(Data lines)
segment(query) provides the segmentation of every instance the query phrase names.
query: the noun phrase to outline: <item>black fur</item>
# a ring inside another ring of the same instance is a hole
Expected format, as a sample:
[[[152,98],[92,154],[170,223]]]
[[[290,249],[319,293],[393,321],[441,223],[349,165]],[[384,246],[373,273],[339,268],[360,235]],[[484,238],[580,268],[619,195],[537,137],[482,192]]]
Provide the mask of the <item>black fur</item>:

---

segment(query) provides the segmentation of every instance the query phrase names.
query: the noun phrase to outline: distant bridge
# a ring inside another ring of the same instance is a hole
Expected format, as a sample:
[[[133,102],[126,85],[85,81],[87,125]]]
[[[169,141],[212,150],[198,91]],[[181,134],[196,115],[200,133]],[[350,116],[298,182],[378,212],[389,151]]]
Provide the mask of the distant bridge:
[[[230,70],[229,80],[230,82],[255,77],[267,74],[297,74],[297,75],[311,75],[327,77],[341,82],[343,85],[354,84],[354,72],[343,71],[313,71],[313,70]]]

OBJECTIVE » Count the lines in the data above that contain the string "phrase", and reply with the number alone.

WRITTEN SOLUTION » 4